(Natural-language object grounding data)
<<<<
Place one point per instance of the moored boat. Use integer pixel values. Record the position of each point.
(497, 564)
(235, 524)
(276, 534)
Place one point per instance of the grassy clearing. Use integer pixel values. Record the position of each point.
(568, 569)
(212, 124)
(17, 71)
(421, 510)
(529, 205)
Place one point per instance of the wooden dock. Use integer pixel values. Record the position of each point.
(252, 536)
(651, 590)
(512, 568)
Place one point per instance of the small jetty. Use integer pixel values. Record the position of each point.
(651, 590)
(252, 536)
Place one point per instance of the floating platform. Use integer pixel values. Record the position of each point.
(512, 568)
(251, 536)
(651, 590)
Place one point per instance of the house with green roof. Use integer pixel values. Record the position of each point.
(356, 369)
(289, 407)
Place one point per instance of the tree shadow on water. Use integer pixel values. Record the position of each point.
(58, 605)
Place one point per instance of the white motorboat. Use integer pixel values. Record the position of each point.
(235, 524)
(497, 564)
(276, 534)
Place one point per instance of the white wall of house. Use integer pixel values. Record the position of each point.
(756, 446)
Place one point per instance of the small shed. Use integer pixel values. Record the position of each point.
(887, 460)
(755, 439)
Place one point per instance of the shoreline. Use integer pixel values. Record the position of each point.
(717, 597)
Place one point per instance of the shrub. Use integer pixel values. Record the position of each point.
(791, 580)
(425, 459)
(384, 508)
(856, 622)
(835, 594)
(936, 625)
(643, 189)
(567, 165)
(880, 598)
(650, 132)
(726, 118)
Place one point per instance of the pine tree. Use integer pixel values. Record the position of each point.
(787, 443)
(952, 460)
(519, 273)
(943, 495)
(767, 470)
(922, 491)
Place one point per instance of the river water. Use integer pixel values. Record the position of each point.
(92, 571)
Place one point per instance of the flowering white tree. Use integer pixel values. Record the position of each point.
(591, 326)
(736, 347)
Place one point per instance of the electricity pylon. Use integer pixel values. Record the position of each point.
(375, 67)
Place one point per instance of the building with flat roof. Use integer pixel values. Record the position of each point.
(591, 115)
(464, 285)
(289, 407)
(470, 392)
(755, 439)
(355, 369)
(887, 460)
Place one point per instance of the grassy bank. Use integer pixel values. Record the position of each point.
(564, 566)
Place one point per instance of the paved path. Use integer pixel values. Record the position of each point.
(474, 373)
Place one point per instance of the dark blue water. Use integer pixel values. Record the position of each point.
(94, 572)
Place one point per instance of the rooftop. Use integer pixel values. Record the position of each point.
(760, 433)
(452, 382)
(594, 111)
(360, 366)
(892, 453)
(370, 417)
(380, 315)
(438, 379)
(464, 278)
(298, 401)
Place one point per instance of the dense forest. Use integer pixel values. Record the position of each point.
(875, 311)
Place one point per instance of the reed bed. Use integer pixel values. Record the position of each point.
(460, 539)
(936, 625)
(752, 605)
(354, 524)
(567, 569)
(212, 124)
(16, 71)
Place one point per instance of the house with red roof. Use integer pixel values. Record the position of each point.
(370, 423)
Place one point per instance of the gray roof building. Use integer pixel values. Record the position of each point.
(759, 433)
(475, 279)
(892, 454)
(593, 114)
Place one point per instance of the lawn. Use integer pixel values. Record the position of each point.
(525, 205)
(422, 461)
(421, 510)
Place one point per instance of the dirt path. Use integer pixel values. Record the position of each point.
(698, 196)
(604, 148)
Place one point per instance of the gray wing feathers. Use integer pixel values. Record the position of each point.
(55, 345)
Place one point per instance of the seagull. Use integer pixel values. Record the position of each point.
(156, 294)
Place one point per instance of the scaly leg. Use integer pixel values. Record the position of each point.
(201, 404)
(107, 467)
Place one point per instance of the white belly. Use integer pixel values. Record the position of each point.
>>>>
WHAT TO PRODUCE ▸ Copy the entries exactly, leaving no line out.

SOLUTION ▸
Place one point per instance of the moored boat. Use integer pixel values. Record the position of each point.
(497, 564)
(235, 524)
(276, 534)
Place one point per instance of the grassy clearing. Use integer pixel values. Record the position of each point.
(568, 569)
(212, 124)
(17, 71)
(421, 510)
(529, 205)
Place one point per instance of the wooden dock. Use integer pixel values. Record the position of each point.
(252, 536)
(651, 590)
(512, 568)
Place one point per instance of the small jetty. Use integer pixel values. Record the position of each point.
(651, 590)
(252, 536)
Place one point per instance of the floating platform. Use integer pixel values. Record the position of each point.
(512, 568)
(251, 536)
(651, 590)
Place one point per instance of the house with green roof. Use integer pixel values. Record the position of each point.
(356, 369)
(289, 407)
Place one point per instance of the tree shadow on water. Use integer pixel values. Record the position of each point.
(58, 605)
Place one point per instance of the white motorboat. Use integer pixel values. Record the position of each point.
(235, 524)
(497, 564)
(276, 534)
Place one point per instance of the white wall of house. Use integer pixel values. Record the position of each point.
(756, 446)
Place one point per instance of the small shed. Use integer pixel values. Record the position of each point.
(887, 460)
(755, 439)
Place one point per instance of the shoreline. Use integer pixel values. Record the position of each point.
(717, 597)
Place one point per instance of the shrub. Use integer pixel values. Record the position of each point.
(791, 580)
(425, 459)
(384, 508)
(856, 622)
(835, 594)
(936, 625)
(643, 189)
(567, 165)
(880, 598)
(650, 132)
(726, 118)
Place one point per instance of the pine tree. Use integer pixel values. Record the position of each point.
(787, 443)
(952, 460)
(519, 273)
(943, 495)
(767, 470)
(922, 491)
Place one point per instance of the river water. Use integer pixel values. Record the position of each point.
(92, 571)
Place one point per instance of the flowering white tree. Use integer pixel values. Record the position of each point.
(591, 326)
(736, 347)
Place one point per instance of the electricity pylon. Use integer pixel values. Record the position of each point.
(375, 67)
Place one point per instance of the building with flat roof. Use integer pixel values. Record the position of each point.
(591, 115)
(464, 285)
(289, 407)
(470, 392)
(755, 439)
(355, 369)
(887, 460)
Place one point per instance of the grassy bank. Use integer pixel values. Record the position of each point.
(564, 566)
Place one point per instance of the paved path. Use integer pixel values. Record the position of each point.
(474, 373)
Place one point per instance of the dark blue water. Use integer pixel values. Record the position of each point.
(94, 572)
Place one point per instance of the rooftop. Use integer pixel values. Record the position of each point.
(760, 433)
(452, 382)
(594, 111)
(360, 366)
(892, 453)
(370, 417)
(380, 315)
(438, 379)
(464, 278)
(298, 401)
Place one point per instance of the dense forest. Use integer pixel values. Record the position of each point.
(875, 311)
Place one point per instance of the reed bed. Use integer pixel values. Record the position of each point.
(460, 539)
(936, 625)
(752, 605)
(354, 524)
(567, 569)
(212, 124)
(16, 71)
Place one point per instance of the house with red roof. Use integer pixel values. Record the position of each point.
(370, 423)
Place one point per instance of the gray roof building. Use integer pixel values. Record the position of each point.
(759, 433)
(475, 279)
(892, 454)
(593, 114)
Place one point per instance of the lawn. Use integer pixel values. Record the position of each point.
(525, 205)
(422, 461)
(421, 510)
Place one point per instance of the dirt path. Use integer pixel values. Record the position of each point.
(698, 196)
(604, 148)
Place one point per instance of the gray wing feathers. Use integer pixel values. Record the position of each point.
(55, 345)
Place one point per instance of the seagull. Use integer pixel values. Record the position of each point.
(156, 294)
Place one point per instance of the scaly leg. Use integer pixel values. Record the position of each point.
(201, 404)
(107, 467)
Place one point per instance of the white belly. Use integer pixel values. Record the position of each point.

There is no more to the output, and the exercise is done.